*** Block opens ***
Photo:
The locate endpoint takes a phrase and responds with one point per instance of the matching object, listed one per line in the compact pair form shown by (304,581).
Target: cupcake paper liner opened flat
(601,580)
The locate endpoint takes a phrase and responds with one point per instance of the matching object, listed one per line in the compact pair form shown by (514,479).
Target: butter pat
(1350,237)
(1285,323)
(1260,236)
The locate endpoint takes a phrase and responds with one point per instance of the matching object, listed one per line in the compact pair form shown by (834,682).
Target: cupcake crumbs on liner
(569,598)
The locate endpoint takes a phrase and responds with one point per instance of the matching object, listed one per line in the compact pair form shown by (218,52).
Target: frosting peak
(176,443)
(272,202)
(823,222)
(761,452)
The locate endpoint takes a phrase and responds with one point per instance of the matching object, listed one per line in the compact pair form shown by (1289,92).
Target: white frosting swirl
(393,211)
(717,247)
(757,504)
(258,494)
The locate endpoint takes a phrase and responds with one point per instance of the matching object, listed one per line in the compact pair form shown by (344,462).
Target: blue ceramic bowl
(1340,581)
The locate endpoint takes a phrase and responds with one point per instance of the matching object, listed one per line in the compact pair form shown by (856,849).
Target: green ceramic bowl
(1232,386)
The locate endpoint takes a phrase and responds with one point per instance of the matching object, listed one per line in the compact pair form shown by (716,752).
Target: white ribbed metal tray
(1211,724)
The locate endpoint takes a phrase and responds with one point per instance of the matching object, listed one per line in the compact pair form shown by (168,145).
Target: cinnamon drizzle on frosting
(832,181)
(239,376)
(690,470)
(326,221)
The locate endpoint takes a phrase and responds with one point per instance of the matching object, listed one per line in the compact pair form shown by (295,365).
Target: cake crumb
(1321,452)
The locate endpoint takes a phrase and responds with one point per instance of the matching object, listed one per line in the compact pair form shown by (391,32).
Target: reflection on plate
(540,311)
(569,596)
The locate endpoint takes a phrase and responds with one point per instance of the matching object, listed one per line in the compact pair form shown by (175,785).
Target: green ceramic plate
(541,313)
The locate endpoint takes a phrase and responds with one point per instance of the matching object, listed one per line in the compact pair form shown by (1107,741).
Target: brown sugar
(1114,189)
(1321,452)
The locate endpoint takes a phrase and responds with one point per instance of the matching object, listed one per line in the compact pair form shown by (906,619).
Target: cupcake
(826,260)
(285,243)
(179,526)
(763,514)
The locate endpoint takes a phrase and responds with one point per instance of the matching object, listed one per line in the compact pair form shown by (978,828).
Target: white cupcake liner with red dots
*** Block closes ***
## EXERCISE AIM
Give the listing again, exactly as it was written.

## SOLUTION TO THIS TASK
Photo:
The locate endpoint takes a phrase and responds with one point per instance of the matching object, listed one per line in the compact pair form shown by (304,581).
Target: cupcake paper liner opened flat
(601,580)
The locate endpoint takes a phrase and responds with one point per instance of the matching object, listed one per line in the compact pair form shown by (514,479).
Target: butter pat
(1350,237)
(1285,323)
(1260,236)
The locate endpoint takes a phrase and responds with one point per instance of the matching object, listed one per line in the compact pair form shown by (834,682).
Target: cupcake crumbs on liner
(569,598)
The locate endpoint takes a phrase and responds with one point per instance of the matching object, listed one per line in the compact pair form shown by (218,52).
Target: frosting peak
(176,443)
(272,202)
(823,222)
(761,452)
The locate endpoint takes a phrase and responds with one point per instance of the matching object, listed one per line in the compact pair form shown by (1289,92).
Target: white frosting swirl
(393,211)
(717,247)
(757,504)
(258,494)
The locate endpoint takes a phrase and responds with one point per instance of the matching object, listed one per line in the compact pair form shown by (344,462).
Target: blue ceramic bowl
(1340,581)
The locate endpoint takes a phrase and responds with one point per instance of the matching object, listed one per line in the compact pair form shown by (856,849).
Target: green ceramic bowl
(1232,386)
The locate endpoint takes a phrase and responds with one point per instance of the matching object, listed one per line in the compact pair form shown by (716,752).
Target: white ribbed metal tray
(1211,724)
The locate endpoint takes a phrase and responds with one point per instance of the matching object, listed one per line in the compact pair form shown by (168,145).
Target: cinnamon drizzle on frosting
(832,181)
(239,376)
(690,470)
(326,221)
The locate endpoint takes a phrase and responds with one point per instance of the matching object, listed one per line in the compact pair form shown by (295,365).
Target: cake crumb
(1321,452)
The locate endpoint takes a phrase and responds with one point per instance of the matching object, listed one per line in the compact pair form shown by (391,32).
Target: reflection on plate
(540,311)
(569,596)
The locate endpoint takes a phrase and responds with one point per instance of the matching object, listed one per line in the compact pair form shown by (175,785).
Target: green ceramic plate
(541,313)
The locate endpoint takes a phrase and responds with one point per instance of the matching object, listed one per line in the compact pair form shown by (1107,741).
Target: brown sugar
(1114,189)
(1321,452)
The locate endpoint takes a phrase and responds with one point per instance of the matching object, listed one per line in the compact pair form shown by (906,619).
Target: cupcake
(826,260)
(285,243)
(179,526)
(763,514)
The locate endpoint takes a phrase and responds with one point per instance of the matching object, listed one per line in the compact pair form shown by (978,828).
Target: white cupcake liner with red dots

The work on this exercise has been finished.